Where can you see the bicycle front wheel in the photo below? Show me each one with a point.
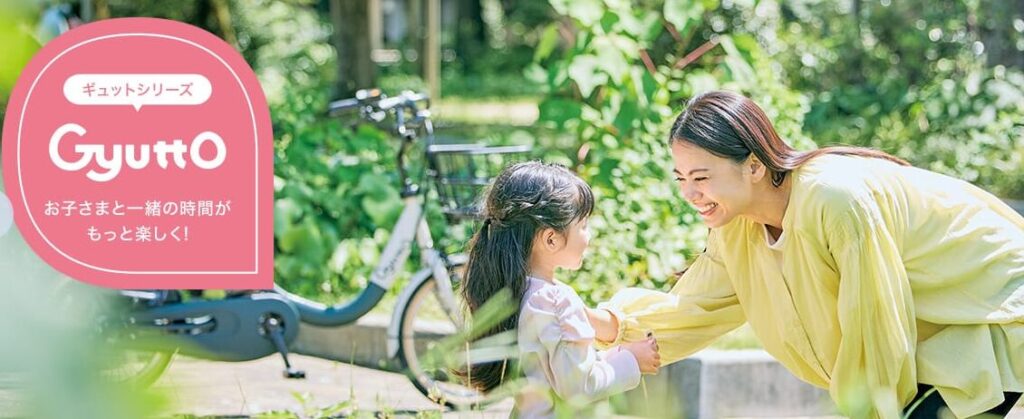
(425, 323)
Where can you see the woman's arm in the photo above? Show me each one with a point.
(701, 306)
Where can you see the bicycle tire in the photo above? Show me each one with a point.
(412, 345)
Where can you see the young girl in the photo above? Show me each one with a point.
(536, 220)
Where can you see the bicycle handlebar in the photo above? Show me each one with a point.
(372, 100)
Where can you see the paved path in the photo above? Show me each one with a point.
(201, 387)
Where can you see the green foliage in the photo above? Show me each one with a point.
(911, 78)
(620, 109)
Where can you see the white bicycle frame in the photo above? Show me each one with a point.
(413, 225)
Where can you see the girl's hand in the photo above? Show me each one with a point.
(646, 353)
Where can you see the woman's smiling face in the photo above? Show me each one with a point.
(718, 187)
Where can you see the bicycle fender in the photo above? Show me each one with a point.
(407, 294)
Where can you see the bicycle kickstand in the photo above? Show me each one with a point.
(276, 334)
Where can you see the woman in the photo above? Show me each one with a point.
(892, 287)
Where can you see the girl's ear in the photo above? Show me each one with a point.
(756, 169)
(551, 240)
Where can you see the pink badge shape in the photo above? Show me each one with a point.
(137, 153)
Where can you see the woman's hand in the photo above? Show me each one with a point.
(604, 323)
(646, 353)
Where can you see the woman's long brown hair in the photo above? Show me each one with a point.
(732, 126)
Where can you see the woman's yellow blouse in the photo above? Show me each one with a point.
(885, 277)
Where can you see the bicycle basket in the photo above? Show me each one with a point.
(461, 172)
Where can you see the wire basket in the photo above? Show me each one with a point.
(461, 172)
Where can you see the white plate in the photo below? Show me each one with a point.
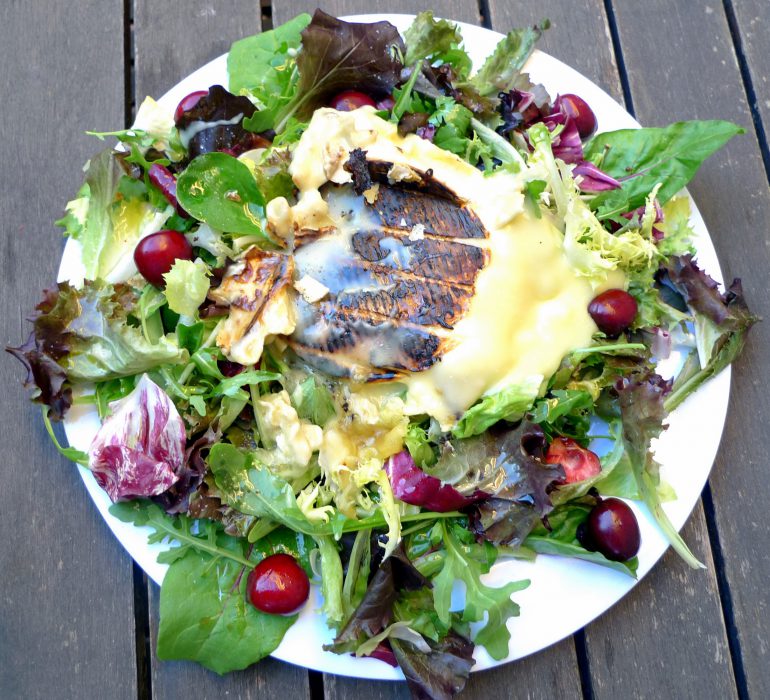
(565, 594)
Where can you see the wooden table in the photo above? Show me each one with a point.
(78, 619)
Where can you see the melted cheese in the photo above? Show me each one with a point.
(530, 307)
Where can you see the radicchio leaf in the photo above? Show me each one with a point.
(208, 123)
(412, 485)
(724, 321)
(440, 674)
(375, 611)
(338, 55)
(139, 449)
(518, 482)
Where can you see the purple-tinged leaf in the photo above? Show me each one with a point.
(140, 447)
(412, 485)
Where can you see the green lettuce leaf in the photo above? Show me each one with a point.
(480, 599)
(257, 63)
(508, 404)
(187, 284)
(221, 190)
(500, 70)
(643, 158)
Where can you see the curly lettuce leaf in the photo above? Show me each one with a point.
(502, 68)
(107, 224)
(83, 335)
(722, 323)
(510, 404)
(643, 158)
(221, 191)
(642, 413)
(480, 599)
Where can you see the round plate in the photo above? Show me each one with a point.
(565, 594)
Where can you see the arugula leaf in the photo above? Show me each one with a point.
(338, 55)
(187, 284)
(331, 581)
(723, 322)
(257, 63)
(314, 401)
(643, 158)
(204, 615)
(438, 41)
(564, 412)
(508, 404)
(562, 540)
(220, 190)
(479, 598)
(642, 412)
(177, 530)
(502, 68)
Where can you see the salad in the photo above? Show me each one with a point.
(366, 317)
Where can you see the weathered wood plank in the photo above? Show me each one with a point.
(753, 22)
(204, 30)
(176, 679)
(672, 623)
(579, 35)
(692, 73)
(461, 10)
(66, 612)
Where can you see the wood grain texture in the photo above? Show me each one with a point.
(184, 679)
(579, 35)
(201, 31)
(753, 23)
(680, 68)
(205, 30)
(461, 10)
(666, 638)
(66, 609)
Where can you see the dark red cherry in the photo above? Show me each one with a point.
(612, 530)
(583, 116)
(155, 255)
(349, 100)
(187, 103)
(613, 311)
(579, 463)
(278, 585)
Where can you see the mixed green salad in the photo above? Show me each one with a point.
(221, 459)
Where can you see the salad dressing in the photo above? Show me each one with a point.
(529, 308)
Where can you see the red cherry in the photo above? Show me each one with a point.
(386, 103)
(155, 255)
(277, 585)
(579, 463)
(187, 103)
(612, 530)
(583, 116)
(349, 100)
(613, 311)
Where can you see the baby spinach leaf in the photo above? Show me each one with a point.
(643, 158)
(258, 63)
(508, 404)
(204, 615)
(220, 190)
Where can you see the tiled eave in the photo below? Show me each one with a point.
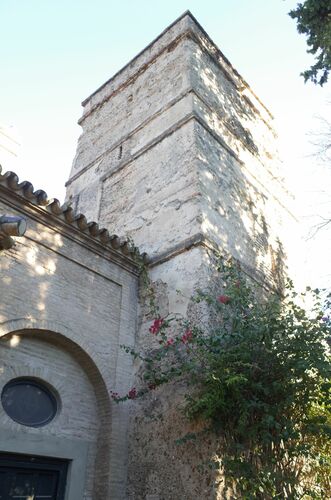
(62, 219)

* * *

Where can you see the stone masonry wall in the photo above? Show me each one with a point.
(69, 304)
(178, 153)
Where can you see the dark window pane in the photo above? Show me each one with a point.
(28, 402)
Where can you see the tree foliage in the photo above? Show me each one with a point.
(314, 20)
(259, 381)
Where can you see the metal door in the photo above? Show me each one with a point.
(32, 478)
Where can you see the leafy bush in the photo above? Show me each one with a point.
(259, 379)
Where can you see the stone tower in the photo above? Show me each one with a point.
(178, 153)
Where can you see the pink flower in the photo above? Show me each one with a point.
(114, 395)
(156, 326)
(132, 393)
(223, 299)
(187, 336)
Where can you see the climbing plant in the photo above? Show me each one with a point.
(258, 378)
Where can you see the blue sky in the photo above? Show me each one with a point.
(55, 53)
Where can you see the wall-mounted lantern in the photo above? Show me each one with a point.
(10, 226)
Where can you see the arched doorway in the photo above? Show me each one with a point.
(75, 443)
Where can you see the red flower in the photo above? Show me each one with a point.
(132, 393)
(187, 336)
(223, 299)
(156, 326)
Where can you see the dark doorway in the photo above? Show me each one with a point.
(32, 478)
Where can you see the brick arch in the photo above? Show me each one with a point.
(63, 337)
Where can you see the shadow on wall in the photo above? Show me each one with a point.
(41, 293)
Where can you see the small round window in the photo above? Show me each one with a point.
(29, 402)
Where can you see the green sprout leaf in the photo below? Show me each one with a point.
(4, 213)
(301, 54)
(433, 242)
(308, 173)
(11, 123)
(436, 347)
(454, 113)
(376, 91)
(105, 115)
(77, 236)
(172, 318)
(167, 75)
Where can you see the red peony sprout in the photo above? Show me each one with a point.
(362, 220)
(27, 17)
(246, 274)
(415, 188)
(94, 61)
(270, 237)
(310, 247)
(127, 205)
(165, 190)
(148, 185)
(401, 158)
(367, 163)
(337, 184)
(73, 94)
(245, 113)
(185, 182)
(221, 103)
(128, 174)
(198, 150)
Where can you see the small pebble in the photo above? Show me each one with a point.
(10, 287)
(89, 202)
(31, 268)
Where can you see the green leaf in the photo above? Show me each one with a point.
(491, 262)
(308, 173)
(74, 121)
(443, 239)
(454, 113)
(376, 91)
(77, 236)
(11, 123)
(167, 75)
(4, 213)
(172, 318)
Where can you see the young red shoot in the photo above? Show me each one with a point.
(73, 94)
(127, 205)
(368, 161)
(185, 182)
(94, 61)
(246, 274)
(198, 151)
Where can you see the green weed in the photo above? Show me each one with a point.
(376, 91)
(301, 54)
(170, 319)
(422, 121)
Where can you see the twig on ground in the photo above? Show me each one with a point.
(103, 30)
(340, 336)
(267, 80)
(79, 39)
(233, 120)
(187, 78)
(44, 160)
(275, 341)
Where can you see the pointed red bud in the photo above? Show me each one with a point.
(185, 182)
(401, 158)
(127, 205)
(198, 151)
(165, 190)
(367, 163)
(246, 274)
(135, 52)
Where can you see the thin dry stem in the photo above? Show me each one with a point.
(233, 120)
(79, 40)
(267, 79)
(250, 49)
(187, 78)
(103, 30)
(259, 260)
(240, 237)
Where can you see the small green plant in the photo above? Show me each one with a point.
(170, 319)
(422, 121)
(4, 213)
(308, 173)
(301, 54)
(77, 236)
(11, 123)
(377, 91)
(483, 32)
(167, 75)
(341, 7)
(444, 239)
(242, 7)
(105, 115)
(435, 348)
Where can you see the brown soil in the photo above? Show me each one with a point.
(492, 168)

* * *

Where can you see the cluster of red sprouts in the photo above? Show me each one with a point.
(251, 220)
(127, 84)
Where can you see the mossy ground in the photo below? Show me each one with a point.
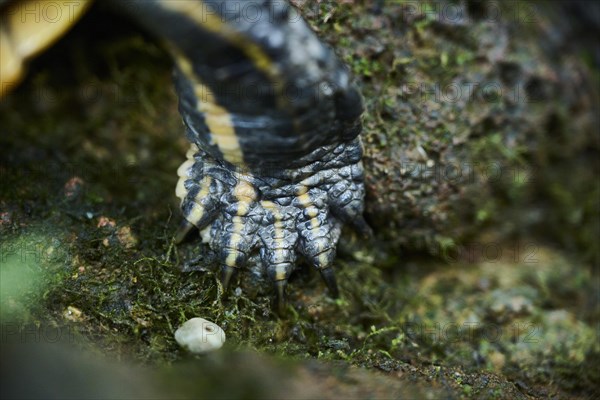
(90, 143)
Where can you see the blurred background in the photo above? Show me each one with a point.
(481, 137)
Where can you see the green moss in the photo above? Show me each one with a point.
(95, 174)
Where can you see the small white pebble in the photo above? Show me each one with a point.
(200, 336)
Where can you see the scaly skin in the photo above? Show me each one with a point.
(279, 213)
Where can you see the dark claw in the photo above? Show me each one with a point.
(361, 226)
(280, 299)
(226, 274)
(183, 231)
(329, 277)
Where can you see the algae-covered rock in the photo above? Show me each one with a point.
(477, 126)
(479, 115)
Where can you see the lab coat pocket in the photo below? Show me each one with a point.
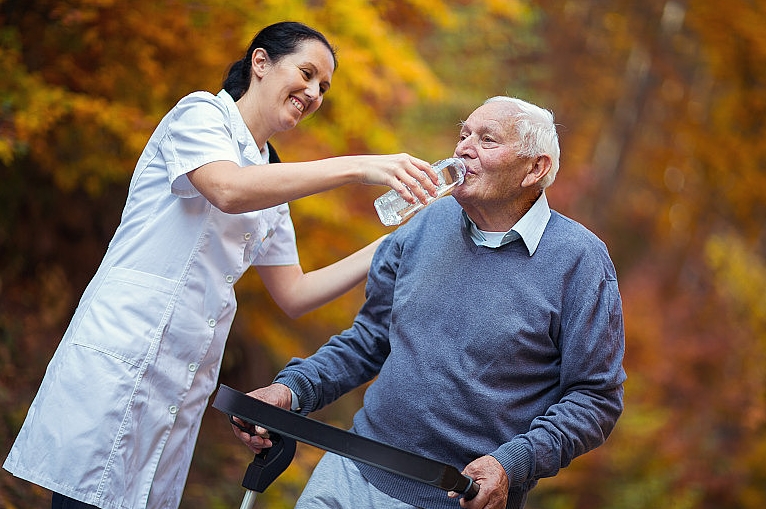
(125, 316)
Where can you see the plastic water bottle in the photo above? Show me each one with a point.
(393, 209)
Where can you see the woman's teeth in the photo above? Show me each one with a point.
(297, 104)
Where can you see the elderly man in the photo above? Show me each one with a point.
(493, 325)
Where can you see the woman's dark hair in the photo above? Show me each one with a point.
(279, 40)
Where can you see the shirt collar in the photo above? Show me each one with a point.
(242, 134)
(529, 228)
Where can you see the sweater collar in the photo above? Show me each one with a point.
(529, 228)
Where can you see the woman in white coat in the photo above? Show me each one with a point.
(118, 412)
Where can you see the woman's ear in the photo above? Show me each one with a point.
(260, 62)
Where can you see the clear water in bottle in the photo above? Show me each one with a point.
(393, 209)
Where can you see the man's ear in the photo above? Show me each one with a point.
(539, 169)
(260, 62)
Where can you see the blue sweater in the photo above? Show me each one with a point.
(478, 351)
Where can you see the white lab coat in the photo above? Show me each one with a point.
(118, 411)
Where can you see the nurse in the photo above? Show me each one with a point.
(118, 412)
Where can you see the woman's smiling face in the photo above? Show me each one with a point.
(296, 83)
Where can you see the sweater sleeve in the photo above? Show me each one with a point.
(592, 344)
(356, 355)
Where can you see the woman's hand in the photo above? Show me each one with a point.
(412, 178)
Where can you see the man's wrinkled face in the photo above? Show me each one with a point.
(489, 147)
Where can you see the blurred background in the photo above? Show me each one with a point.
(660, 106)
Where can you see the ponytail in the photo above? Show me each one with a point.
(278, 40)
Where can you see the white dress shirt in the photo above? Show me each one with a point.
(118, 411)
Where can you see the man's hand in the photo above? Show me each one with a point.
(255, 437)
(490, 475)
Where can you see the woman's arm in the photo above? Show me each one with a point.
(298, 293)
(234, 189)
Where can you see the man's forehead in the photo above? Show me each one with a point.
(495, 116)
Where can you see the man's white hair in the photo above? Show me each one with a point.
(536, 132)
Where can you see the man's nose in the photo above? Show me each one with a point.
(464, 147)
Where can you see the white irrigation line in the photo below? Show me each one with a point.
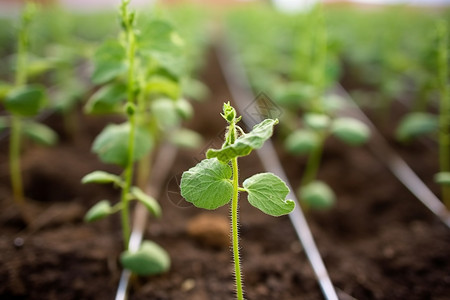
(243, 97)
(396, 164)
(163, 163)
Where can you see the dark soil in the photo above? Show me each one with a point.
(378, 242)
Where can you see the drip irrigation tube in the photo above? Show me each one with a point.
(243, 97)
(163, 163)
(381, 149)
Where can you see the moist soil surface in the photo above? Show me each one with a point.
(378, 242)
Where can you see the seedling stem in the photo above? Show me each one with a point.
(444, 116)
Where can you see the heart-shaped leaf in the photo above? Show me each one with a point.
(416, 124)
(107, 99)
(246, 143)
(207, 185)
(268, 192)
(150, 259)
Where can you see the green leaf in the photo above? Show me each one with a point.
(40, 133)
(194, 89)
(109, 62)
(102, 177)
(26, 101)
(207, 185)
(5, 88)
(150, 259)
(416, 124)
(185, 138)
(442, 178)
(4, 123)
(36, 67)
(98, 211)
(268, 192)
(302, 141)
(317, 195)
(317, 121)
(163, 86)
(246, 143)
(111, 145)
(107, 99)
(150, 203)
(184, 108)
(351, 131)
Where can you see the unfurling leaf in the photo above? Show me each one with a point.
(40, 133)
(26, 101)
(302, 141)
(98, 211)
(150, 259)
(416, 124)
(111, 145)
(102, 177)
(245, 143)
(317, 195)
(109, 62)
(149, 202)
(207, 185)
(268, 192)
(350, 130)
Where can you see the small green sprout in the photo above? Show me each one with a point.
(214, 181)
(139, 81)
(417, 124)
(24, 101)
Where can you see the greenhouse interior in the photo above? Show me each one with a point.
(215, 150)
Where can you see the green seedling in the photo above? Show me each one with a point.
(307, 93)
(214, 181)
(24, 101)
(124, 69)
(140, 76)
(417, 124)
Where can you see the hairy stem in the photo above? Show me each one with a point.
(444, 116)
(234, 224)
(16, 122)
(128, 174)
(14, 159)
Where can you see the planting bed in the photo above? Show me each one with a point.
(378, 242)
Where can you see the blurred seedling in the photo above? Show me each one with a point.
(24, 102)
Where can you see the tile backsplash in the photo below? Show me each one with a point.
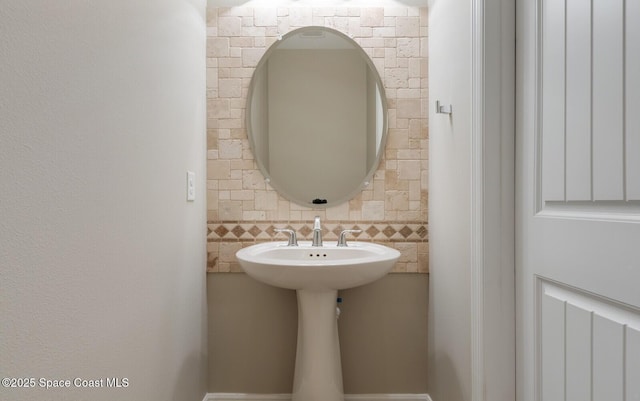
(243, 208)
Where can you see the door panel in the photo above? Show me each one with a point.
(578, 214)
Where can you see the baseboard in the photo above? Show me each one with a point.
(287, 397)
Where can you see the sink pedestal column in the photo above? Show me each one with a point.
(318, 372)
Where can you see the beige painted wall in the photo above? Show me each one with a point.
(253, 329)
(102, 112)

PROBLEM REQUIREMENTS: Filter the records above down to the lines that contain the word "seedling", and copy each of those lines unchanged.

ANSWER IN FULL:
Where can you see the seedling stem in the photo above? Show me each one with a point.
Where can you see the green seedling in the photo above? Show me each one with a point.
Where can you see the blurred seedling in the photo above? Show me each one with a point.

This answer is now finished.